▸ **Exercise goal**: Reproduce the part of the records that opens with the line containing "Each instance of the window shutter" and closes with the line containing "[[533, 221]]", replacing "exactly one marker" with "a single marker" and leaving everything else unchanged.
┄┄┄┄┄┄
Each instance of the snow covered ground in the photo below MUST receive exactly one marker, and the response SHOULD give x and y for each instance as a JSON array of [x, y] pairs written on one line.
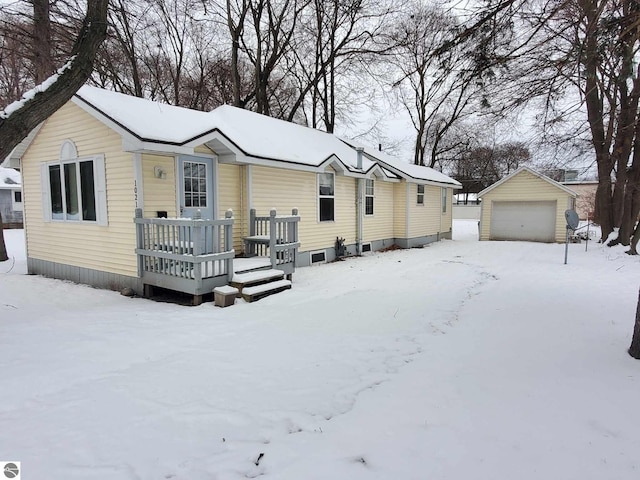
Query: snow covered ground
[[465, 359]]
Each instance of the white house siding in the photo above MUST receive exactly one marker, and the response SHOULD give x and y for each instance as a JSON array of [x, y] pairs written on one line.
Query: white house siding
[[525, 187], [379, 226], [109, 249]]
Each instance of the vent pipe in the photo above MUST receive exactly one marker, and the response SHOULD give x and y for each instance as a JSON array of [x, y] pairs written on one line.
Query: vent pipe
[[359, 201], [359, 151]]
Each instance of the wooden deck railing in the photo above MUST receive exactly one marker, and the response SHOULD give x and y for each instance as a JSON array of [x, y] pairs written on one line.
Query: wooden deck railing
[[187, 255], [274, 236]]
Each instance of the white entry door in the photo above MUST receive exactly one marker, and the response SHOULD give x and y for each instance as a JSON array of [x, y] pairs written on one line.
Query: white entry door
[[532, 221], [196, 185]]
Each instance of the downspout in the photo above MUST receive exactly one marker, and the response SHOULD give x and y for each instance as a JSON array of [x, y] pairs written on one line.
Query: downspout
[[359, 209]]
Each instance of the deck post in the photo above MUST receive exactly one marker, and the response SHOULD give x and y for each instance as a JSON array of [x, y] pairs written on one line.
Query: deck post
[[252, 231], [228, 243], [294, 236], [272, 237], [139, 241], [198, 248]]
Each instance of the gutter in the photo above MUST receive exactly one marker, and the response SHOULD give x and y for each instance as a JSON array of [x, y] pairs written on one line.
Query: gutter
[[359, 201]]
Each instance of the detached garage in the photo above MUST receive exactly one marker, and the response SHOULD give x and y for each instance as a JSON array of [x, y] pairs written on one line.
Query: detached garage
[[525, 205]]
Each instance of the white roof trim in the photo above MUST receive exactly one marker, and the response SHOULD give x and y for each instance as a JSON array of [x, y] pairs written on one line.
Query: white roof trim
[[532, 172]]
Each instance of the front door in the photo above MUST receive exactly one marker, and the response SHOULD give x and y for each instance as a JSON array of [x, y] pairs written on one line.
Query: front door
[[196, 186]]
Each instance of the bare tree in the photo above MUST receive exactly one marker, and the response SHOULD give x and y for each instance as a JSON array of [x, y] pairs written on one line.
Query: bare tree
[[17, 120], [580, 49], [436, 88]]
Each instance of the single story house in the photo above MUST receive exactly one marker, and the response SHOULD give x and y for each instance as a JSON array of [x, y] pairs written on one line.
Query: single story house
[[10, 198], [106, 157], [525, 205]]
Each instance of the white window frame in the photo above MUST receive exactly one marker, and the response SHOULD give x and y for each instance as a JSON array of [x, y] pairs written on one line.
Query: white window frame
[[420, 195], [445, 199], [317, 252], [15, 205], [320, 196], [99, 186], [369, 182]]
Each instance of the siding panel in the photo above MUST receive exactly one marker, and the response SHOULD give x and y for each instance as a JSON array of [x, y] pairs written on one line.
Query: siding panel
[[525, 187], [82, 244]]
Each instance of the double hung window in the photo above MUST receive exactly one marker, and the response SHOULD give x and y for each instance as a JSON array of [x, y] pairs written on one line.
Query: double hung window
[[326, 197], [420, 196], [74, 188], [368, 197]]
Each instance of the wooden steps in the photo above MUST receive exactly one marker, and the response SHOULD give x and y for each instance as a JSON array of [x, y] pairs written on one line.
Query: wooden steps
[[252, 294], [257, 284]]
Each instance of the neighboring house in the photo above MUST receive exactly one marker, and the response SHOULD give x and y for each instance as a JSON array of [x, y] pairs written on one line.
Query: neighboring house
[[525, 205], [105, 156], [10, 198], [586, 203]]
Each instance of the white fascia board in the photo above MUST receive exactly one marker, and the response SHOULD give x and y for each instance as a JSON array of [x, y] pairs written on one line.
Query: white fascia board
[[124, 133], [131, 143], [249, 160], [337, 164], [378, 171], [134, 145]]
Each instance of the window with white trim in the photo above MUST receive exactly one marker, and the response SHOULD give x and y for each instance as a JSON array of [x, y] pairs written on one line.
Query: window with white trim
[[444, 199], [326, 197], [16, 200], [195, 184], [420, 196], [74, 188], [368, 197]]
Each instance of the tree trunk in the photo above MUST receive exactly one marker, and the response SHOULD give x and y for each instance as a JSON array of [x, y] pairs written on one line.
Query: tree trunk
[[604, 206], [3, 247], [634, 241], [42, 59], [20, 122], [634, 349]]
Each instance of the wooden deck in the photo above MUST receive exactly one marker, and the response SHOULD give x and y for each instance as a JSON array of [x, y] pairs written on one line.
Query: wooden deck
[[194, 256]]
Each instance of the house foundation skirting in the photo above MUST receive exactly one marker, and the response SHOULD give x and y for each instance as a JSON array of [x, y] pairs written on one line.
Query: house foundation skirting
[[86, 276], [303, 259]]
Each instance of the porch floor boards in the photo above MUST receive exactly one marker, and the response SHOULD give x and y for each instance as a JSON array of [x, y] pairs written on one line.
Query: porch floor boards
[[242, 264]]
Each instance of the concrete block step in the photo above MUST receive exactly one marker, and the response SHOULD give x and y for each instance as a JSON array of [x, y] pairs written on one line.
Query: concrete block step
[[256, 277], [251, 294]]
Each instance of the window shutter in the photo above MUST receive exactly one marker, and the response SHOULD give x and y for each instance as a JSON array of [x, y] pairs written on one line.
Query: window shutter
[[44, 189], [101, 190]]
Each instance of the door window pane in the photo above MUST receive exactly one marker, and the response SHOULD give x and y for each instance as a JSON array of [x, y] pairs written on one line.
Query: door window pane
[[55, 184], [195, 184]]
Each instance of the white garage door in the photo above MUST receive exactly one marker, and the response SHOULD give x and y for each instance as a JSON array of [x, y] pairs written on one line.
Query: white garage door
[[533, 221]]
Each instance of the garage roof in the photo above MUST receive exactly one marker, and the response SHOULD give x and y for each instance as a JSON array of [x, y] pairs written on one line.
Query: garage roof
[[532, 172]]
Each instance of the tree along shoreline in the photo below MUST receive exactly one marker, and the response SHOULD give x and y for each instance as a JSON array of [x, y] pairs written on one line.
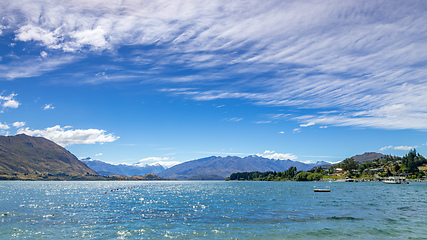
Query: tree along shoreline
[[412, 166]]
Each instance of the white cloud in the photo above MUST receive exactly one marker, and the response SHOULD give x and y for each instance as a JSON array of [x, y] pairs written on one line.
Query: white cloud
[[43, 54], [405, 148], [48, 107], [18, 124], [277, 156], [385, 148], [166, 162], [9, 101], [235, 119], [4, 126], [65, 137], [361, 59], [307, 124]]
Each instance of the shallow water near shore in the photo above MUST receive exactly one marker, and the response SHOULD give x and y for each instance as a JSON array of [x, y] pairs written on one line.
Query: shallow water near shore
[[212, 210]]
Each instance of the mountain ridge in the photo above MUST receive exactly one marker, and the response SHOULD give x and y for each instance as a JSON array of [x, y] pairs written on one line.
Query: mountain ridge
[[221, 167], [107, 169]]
┄┄┄┄┄┄
▸ **Solution for this exercise**:
Each instance of the window shutter in the photo above MUST receive a single marker, and the response SHOULD give x and y for each instance as a JSON array of [x, y] pairs written on one line.
Query: window shutter
[[44, 189], [101, 190]]
Each instance of the door window pane in the photo above MUST receive a single marker, and the response SHOULD give x and y for each instance as a JSON array of [x, y] pairs written on one line.
Query: door window pane
[[55, 184], [195, 184]]
Each instance of the white garage door in the photo above MUST receive a single marker, and the response SHOULD give x and y for each instance as a JSON array of [x, y] pairs written on one line.
Query: white garage door
[[533, 221]]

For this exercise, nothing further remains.